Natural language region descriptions

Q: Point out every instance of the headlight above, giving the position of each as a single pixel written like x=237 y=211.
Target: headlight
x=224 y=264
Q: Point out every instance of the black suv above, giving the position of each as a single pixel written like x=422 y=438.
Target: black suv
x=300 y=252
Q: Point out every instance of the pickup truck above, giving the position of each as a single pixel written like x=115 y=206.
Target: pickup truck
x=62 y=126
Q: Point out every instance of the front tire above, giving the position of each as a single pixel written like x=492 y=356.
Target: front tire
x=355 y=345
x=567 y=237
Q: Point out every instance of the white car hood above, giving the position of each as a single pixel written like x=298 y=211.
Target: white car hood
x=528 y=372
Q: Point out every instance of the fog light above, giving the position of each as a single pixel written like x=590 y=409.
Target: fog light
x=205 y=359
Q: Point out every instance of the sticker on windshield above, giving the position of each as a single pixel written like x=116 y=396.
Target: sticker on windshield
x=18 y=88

» Exercise prompt: Report each line of the data that includes the string "written".

» Reply to the exercise:
Q: Point out every instance of the headlight above, giving the position of each as a single pixel written like x=237 y=211.
Q: Point out every instance of the black suv above, giving the position of each as a single pixel written like x=422 y=438.
Q: Point out every instance of the pickup truck above, giving the position of each as a single pixel written like x=115 y=206.
Q: Point out every instance of the front tire above, giving the position of each as a single pixel written like x=492 y=356.
Q: Point out every instance of the white car hood above, giving the position of each as a single pixel written like x=298 y=211.
Q: Point out every instance of the fog light above, giving the position of each as a single pixel written like x=590 y=409.
Q: Point out every instance of the sticker on windshield above, giving the position of each as a single pixel written like x=116 y=396.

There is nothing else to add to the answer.